• **GIVEN REQUEST 1**: In the blog entry below, what kind of station did the writer switch the radio to on becoming really angry?
• **GIVEN REQUEST 2**: Show every line of the records below that contains the string "silhouette".

------ SOURCE EXCERPT

Sunday, November 08, 2009

The finger

Anger. Big surge of anger. Ten minutes into the walk I wanted to go back and write. Walked on, took some nice pictures of the canal and footpath in the fog. Very appropriate. Fumed. Tried to dissect and clear things up in my mind, but writing it down is a much better way. The radio was a big help, as usual lately. After reading some Jed this morning: “I’m on my way to infinity.” Go figure.
When I was becoming really angry, I stopped listening to classical music and turned the little radio to a mainstream music station. “Talking in your sleep.” After that song I changed stations again: “You got the power to turn on the light. (…) There’s a force I’m glad to follow.” I got so worked up I used my phone to write stuff down and saved it as a text message. Two actually.
I don’t know whether it’s a good thing to write it down here, when I went through most of it, isn’t that a waste of energy? No, because things didn’t get cleared up during the walk. Not enough anyway.
So I’ll try to get myself going by using the notes I made. Let’s see.

------------
------ DATASET ROWS

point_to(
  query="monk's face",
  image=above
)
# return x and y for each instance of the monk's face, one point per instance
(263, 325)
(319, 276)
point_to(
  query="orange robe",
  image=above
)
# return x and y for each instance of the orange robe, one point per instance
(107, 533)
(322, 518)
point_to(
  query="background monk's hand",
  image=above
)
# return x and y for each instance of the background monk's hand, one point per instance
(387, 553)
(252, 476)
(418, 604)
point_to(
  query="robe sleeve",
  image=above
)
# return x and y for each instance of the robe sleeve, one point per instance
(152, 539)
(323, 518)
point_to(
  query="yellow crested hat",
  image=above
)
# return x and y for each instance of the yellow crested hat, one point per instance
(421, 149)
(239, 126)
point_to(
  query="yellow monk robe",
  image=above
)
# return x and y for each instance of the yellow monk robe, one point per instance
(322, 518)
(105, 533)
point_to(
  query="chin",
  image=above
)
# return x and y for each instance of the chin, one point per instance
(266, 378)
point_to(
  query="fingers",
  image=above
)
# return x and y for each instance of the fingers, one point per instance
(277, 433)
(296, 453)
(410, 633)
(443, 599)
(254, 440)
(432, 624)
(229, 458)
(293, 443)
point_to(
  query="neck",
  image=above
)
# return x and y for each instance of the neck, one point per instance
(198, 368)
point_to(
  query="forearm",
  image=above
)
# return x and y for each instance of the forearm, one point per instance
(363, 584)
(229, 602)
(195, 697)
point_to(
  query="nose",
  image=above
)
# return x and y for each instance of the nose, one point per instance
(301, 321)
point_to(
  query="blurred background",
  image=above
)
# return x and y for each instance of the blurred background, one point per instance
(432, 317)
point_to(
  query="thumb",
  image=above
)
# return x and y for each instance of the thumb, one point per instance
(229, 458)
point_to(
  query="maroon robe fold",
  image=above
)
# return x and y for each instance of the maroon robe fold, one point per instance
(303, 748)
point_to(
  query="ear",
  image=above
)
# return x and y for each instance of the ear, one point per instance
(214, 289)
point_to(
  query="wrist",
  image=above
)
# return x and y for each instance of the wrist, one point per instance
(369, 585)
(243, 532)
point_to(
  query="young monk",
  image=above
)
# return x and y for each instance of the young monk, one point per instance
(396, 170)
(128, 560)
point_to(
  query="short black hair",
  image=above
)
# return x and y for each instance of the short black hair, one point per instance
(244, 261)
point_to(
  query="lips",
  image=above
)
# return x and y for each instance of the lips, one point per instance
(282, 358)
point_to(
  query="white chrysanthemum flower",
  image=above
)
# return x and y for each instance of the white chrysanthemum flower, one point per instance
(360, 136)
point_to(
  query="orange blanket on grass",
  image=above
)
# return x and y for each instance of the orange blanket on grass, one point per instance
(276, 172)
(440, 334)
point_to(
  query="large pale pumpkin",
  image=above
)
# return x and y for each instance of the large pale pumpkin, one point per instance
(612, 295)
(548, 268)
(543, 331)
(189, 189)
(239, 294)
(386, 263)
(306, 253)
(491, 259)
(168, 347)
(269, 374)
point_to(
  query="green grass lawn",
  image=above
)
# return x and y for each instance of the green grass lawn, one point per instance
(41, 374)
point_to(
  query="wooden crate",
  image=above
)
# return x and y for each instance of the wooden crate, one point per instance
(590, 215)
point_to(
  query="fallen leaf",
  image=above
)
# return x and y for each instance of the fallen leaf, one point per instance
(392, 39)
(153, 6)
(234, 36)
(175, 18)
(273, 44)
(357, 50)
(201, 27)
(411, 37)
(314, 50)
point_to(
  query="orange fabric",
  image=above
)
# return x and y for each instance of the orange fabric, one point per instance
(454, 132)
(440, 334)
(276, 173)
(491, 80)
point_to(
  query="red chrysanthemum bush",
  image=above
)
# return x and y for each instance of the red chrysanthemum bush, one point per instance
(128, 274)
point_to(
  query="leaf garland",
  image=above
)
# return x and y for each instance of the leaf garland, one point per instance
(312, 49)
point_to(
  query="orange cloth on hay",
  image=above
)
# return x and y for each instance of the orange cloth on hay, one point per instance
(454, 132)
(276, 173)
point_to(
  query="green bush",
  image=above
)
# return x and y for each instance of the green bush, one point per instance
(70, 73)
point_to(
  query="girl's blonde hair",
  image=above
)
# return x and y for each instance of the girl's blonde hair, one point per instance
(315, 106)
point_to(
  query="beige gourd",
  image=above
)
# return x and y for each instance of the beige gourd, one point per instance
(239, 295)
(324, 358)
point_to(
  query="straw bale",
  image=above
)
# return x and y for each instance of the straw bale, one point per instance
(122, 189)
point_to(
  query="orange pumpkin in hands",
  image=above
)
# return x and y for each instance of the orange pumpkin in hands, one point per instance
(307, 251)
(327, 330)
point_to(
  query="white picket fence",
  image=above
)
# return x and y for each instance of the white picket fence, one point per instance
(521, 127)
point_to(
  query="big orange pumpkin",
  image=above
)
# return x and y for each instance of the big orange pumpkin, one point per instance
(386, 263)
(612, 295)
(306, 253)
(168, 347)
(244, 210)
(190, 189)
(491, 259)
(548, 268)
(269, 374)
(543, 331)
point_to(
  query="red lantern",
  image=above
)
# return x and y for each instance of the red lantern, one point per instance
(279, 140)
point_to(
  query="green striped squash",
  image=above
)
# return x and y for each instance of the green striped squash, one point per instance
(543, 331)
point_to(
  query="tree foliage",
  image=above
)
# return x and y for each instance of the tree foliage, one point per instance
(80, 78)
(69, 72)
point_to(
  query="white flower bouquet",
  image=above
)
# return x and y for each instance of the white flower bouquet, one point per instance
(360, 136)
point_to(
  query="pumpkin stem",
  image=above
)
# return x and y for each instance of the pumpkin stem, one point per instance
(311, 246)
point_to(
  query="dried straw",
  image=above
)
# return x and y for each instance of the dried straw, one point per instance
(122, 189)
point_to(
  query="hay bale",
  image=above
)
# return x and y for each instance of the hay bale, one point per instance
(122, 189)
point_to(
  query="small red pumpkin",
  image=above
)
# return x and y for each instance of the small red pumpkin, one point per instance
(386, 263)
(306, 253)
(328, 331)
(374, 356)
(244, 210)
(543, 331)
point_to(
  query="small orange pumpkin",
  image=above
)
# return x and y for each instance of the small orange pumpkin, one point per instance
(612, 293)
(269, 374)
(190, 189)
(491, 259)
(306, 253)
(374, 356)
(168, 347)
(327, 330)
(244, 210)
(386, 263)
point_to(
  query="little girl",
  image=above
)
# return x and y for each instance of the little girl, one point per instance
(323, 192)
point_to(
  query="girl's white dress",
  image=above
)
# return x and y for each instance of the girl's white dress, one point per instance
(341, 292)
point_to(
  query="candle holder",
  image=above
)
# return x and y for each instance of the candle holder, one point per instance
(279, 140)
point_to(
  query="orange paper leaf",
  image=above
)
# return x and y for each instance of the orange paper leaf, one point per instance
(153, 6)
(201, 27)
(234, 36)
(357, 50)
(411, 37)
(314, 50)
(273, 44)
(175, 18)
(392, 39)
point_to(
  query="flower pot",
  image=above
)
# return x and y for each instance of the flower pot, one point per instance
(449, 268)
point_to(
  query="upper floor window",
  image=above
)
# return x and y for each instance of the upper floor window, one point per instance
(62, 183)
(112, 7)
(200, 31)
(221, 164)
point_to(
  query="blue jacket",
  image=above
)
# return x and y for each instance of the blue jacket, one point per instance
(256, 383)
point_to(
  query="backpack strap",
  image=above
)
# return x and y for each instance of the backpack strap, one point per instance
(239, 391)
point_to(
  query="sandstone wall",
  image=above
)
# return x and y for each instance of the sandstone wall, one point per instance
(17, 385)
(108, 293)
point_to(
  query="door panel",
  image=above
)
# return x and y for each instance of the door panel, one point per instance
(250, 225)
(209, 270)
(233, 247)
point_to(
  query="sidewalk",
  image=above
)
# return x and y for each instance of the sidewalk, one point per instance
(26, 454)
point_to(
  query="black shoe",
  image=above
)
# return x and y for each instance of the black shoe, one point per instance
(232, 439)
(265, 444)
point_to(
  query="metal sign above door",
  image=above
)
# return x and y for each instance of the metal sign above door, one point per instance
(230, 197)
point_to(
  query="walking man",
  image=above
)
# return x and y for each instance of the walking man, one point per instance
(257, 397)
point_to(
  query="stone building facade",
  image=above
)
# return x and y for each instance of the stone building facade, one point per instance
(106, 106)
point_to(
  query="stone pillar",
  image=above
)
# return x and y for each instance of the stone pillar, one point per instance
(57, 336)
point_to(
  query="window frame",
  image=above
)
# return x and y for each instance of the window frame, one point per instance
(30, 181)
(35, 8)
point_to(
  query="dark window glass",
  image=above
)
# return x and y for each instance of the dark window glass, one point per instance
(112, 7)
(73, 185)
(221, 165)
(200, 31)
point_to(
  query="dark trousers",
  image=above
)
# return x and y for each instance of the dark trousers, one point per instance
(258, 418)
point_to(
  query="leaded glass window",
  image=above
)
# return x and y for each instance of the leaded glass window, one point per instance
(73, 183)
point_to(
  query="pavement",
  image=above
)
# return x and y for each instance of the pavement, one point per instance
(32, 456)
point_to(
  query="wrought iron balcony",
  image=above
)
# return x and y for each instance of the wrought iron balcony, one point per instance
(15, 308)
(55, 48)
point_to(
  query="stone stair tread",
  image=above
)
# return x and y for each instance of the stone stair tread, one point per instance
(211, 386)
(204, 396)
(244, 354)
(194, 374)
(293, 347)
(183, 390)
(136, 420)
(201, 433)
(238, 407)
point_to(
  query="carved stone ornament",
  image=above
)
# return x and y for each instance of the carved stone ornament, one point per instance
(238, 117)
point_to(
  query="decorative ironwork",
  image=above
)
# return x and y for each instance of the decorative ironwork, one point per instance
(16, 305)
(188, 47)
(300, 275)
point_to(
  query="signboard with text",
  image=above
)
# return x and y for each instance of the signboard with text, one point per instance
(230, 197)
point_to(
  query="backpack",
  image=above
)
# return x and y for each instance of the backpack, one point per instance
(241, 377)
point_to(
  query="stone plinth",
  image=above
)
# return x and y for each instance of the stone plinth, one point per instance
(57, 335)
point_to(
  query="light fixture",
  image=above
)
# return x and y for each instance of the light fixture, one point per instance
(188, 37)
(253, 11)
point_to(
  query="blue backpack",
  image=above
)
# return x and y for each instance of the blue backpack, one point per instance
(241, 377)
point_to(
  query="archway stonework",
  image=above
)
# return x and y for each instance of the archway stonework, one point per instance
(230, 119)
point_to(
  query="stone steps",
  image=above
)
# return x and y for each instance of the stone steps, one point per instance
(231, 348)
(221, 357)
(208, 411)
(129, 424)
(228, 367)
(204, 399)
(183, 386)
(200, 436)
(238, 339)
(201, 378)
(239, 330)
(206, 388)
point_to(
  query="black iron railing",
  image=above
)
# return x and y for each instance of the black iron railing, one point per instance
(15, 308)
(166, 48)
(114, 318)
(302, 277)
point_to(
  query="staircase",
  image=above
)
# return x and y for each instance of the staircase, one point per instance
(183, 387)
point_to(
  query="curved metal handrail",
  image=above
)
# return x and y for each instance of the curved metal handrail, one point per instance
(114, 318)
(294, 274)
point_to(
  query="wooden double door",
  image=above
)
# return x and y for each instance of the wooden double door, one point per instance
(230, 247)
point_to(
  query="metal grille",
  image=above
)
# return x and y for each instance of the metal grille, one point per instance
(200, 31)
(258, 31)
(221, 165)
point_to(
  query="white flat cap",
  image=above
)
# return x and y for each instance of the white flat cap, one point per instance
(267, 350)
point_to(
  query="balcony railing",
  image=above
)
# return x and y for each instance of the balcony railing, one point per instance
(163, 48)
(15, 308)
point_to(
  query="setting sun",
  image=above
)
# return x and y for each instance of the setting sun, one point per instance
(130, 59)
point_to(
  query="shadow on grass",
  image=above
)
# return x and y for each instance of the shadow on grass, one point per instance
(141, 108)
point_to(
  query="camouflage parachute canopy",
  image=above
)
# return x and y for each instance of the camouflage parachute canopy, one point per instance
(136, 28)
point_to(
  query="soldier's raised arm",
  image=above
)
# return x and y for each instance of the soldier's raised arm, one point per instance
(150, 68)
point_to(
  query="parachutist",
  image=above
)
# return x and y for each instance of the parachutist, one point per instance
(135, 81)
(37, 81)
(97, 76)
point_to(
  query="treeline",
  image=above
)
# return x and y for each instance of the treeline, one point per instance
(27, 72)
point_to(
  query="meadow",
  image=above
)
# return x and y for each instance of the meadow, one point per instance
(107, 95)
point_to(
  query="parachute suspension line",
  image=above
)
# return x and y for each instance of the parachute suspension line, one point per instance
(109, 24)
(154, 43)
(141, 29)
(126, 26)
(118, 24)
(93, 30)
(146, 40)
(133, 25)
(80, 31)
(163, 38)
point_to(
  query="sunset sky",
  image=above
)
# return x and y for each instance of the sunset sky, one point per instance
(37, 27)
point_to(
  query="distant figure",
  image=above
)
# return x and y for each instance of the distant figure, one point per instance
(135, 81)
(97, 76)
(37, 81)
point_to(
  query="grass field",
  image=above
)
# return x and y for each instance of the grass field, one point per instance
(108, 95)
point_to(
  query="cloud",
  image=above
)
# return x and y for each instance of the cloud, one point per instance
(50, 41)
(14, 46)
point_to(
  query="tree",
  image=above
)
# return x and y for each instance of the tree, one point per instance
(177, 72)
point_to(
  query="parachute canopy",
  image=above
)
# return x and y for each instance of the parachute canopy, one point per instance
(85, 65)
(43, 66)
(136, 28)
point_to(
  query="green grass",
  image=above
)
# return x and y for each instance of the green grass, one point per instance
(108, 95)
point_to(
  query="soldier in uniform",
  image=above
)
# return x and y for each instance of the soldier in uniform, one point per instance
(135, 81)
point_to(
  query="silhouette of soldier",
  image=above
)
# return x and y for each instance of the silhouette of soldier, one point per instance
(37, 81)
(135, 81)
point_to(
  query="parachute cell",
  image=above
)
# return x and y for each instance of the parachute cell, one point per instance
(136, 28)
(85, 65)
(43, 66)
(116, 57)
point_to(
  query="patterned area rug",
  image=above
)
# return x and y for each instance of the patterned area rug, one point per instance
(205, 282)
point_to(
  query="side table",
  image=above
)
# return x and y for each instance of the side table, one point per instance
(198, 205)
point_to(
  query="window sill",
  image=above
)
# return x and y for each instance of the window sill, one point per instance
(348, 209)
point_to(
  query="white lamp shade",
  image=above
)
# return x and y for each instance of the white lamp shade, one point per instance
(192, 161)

------------

• **FULL OUTPUT 1**: A mainstream music station.

• **FULL OUTPUT 2**:
  query="silhouette of soldier",
# return x and y for each instance of the silhouette of soldier, one point per instance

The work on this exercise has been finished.